# [DOEL]
Neem de regels letterlijk over, te beginnen bij de regel met "point: one pixel per instance, each like <point>871,847</point>." en door tot en met de regel met "<point>438,600</point>".

(Fragmenten uit een dataset over het aanwijzen van objecten)
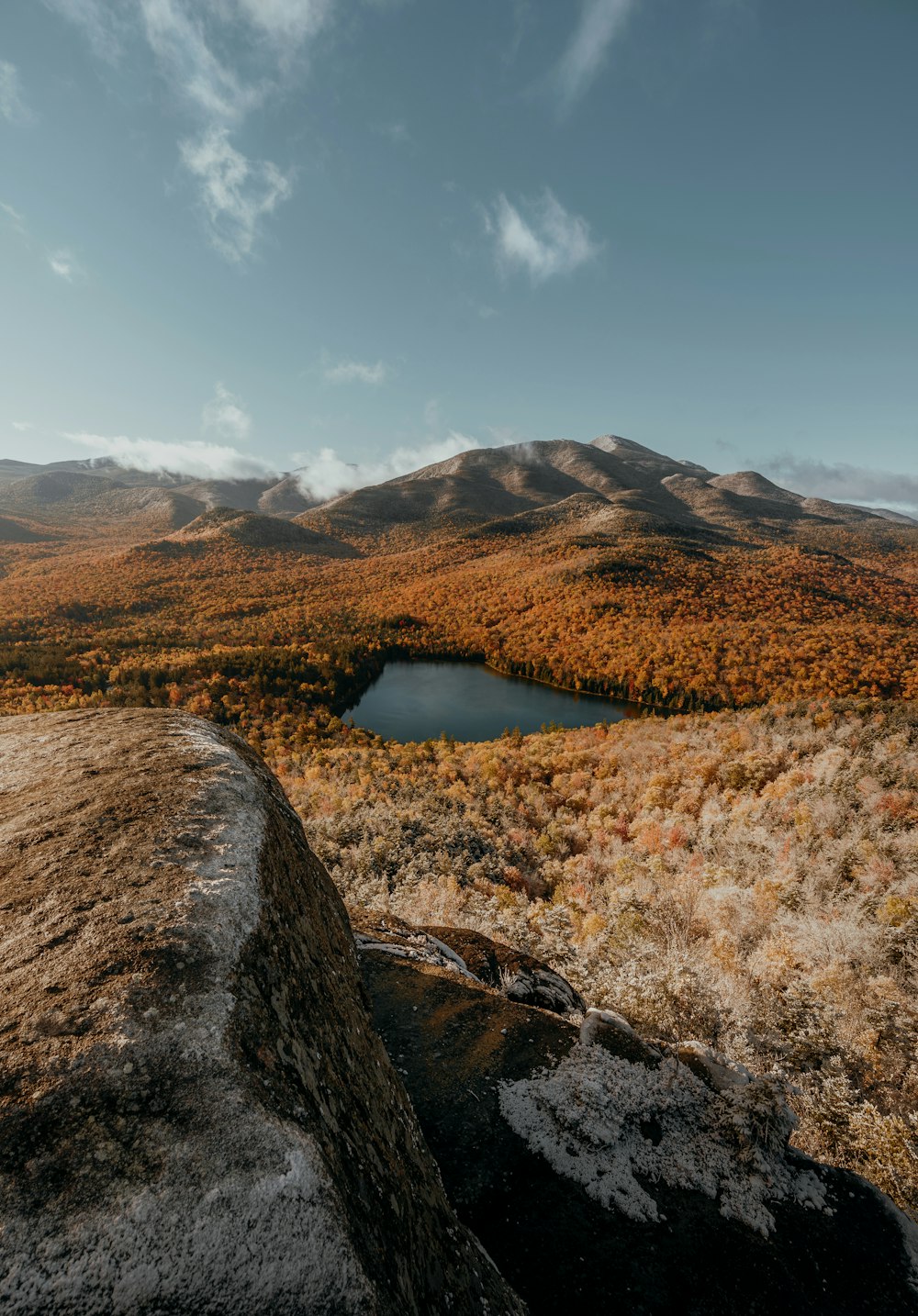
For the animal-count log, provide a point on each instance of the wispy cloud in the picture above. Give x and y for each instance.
(285, 20)
(226, 415)
(12, 106)
(396, 130)
(103, 21)
(190, 66)
(353, 372)
(845, 483)
(540, 237)
(324, 474)
(236, 193)
(185, 37)
(15, 218)
(66, 266)
(194, 458)
(599, 24)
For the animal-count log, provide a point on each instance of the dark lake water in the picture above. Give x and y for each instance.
(418, 700)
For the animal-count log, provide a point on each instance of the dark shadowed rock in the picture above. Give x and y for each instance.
(472, 955)
(196, 1115)
(606, 1178)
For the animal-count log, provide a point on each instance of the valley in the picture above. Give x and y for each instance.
(742, 872)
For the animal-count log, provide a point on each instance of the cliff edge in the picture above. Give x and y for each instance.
(196, 1113)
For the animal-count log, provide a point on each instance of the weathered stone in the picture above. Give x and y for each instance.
(196, 1115)
(814, 1241)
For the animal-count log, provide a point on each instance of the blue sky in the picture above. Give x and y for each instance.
(244, 234)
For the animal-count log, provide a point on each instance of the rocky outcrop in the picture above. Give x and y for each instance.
(196, 1115)
(472, 954)
(606, 1174)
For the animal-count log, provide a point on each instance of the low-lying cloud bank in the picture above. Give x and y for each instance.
(326, 474)
(320, 475)
(845, 483)
(196, 457)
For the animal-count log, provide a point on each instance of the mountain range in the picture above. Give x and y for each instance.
(585, 488)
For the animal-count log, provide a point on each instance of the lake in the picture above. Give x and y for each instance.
(419, 700)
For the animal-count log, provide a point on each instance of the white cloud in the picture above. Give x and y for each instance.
(845, 483)
(545, 241)
(226, 415)
(397, 132)
(194, 458)
(600, 21)
(190, 64)
(103, 23)
(236, 193)
(286, 20)
(324, 474)
(16, 220)
(353, 372)
(66, 266)
(12, 106)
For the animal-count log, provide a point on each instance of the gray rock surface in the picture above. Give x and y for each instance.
(196, 1115)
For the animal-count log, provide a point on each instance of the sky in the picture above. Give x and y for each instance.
(358, 236)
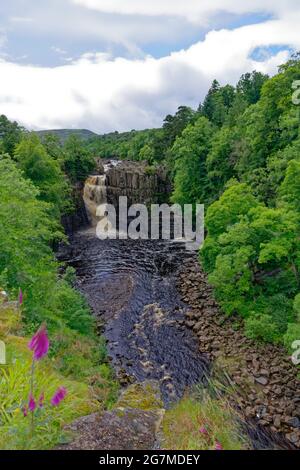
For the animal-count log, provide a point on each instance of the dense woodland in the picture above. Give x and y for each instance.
(239, 153)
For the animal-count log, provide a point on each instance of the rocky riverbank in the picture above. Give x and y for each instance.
(268, 386)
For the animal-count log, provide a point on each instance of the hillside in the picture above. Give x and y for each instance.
(63, 134)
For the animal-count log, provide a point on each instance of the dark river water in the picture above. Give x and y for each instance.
(131, 287)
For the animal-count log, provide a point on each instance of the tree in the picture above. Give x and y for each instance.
(44, 172)
(250, 85)
(26, 260)
(189, 153)
(174, 125)
(10, 135)
(218, 102)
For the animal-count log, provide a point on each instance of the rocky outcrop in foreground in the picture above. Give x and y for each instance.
(268, 387)
(133, 424)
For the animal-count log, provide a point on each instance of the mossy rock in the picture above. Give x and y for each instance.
(144, 396)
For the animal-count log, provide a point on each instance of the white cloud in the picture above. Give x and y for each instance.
(58, 50)
(105, 93)
(193, 10)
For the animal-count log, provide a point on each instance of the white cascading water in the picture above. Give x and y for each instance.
(94, 195)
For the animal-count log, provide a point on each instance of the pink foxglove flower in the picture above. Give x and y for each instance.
(39, 344)
(31, 404)
(59, 395)
(41, 400)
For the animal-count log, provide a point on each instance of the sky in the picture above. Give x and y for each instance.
(108, 65)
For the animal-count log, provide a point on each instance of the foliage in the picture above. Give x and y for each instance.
(10, 135)
(189, 153)
(44, 172)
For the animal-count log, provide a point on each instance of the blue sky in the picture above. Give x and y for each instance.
(122, 64)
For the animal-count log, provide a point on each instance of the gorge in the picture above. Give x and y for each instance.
(137, 290)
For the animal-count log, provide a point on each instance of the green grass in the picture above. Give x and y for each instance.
(182, 424)
(76, 362)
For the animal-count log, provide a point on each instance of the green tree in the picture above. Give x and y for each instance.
(10, 135)
(44, 172)
(189, 153)
(26, 260)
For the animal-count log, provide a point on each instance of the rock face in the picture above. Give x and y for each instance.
(267, 383)
(79, 218)
(136, 180)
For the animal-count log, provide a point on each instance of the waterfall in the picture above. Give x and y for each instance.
(95, 194)
(95, 191)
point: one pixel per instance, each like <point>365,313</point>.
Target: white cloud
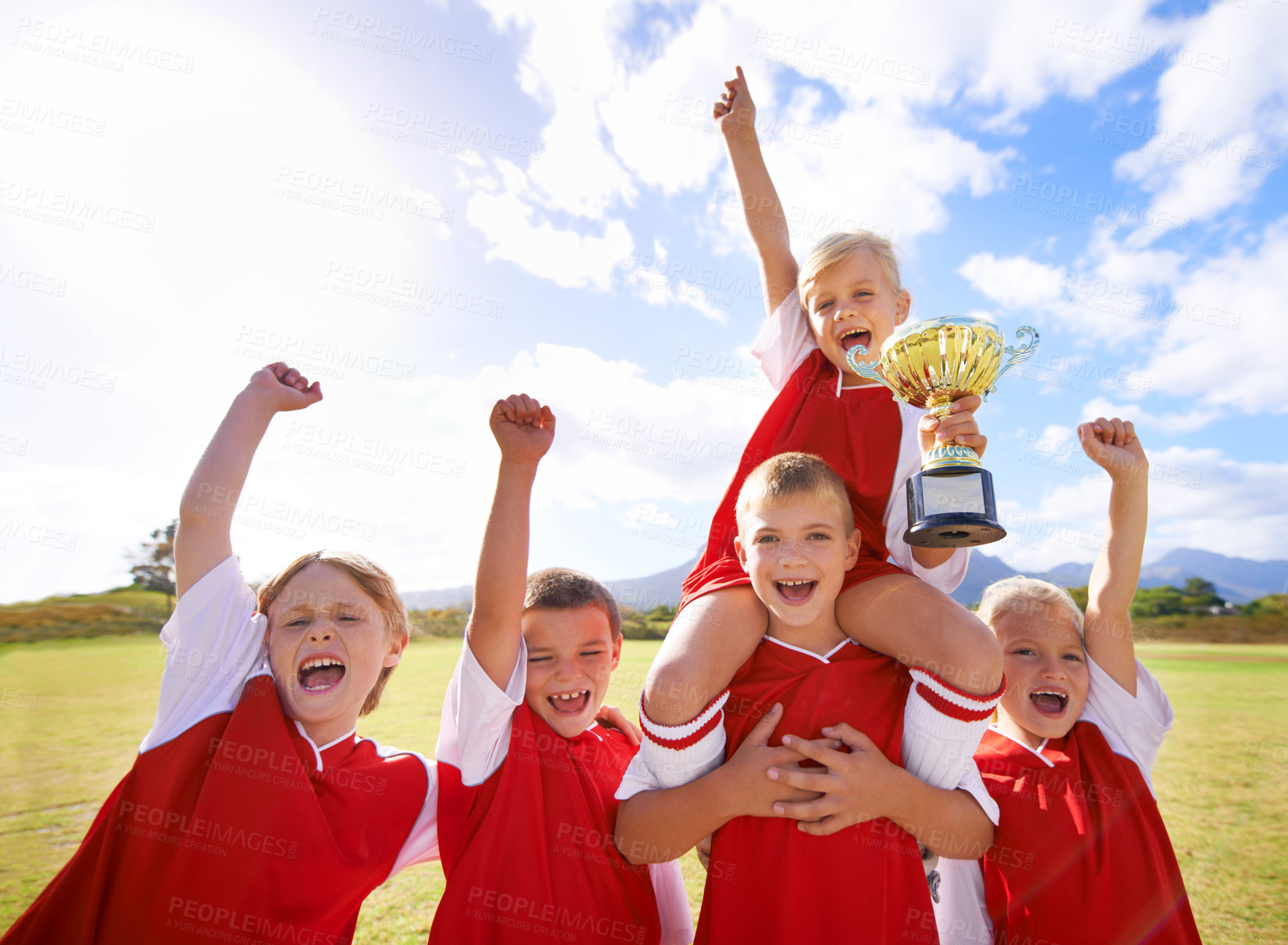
<point>1219,344</point>
<point>562,255</point>
<point>1016,281</point>
<point>1194,497</point>
<point>1222,118</point>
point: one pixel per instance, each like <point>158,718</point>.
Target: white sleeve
<point>422,843</point>
<point>673,903</point>
<point>1133,726</point>
<point>214,644</point>
<point>961,913</point>
<point>475,734</point>
<point>636,778</point>
<point>945,576</point>
<point>784,342</point>
<point>973,784</point>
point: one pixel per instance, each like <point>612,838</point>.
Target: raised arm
<point>661,826</point>
<point>525,431</point>
<point>735,118</point>
<point>863,784</point>
<point>1113,446</point>
<point>210,498</point>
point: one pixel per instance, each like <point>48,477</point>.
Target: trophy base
<point>952,507</point>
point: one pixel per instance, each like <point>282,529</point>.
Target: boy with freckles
<point>526,804</point>
<point>1081,854</point>
<point>253,811</point>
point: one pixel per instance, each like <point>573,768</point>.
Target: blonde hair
<point>374,580</point>
<point>562,588</point>
<point>836,248</point>
<point>794,475</point>
<point>1020,594</point>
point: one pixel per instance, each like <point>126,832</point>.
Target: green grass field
<point>73,713</point>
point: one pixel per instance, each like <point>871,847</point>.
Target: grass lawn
<point>73,713</point>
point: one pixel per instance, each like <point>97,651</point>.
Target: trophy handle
<point>870,370</point>
<point>1018,355</point>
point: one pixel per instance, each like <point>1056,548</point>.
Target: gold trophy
<point>930,364</point>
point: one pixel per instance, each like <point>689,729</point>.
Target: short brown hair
<point>374,580</point>
<point>562,588</point>
<point>836,248</point>
<point>791,475</point>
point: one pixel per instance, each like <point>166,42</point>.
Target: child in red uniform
<point>767,878</point>
<point>848,293</point>
<point>1081,854</point>
<point>526,808</point>
<point>253,811</point>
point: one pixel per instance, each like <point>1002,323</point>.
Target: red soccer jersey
<point>235,828</point>
<point>529,852</point>
<point>858,432</point>
<point>232,826</point>
<point>1081,854</point>
<point>770,882</point>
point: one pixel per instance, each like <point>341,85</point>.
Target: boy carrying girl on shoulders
<point>527,775</point>
<point>769,879</point>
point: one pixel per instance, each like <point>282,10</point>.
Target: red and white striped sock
<point>941,727</point>
<point>681,753</point>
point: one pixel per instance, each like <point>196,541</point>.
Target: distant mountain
<point>1236,580</point>
<point>646,594</point>
<point>438,600</point>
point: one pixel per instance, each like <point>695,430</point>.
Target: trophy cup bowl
<point>930,364</point>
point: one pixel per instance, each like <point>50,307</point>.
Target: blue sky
<point>433,205</point>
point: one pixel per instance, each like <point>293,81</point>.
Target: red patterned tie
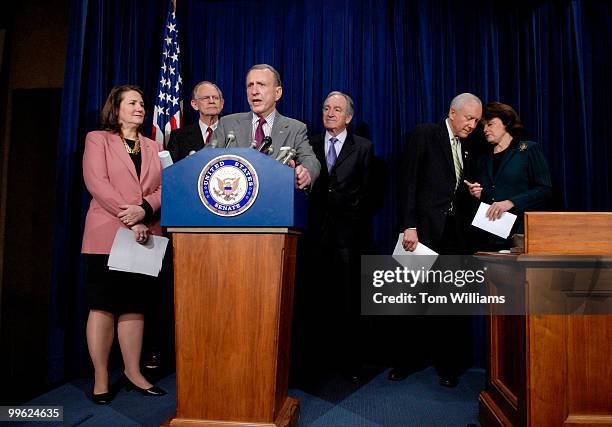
<point>259,135</point>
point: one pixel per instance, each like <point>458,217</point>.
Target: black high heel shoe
<point>102,398</point>
<point>151,391</point>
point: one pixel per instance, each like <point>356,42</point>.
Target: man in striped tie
<point>264,89</point>
<point>339,233</point>
<point>433,211</point>
<point>207,100</point>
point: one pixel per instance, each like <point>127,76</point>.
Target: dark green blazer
<point>522,177</point>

# [RESULTAAT OEFENING]
point: one pixel per instance, each like <point>871,847</point>.
Target: grass lawn
<point>73,713</point>
point: one pixel per instance, each like <point>97,651</point>.
Target: trophy handle
<point>870,370</point>
<point>1018,355</point>
point: one pixel per instance, each like <point>1056,548</point>.
Target: gold trophy
<point>930,364</point>
point: one pixel per instance, each like <point>689,729</point>.
Target: short brown hair
<point>374,580</point>
<point>562,588</point>
<point>836,248</point>
<point>791,475</point>
point: one pixel per instance, each like <point>166,42</point>.
Target: child in red uniform
<point>767,878</point>
<point>848,293</point>
<point>1081,854</point>
<point>526,808</point>
<point>253,811</point>
point: one pixel per instance, each like <point>1002,323</point>.
Target: red soccer jersey
<point>235,828</point>
<point>529,852</point>
<point>858,432</point>
<point>232,826</point>
<point>1081,854</point>
<point>770,882</point>
point: one pixel per instance, each like <point>341,85</point>.
Target: boy carrying girl on shoulders
<point>527,775</point>
<point>769,879</point>
point: one pixel per instance, each like <point>282,10</point>.
Target: red and white striped sock
<point>941,727</point>
<point>681,753</point>
point: one pixel per instance, each like <point>196,541</point>.
Target: distant mountain
<point>1236,580</point>
<point>646,594</point>
<point>438,600</point>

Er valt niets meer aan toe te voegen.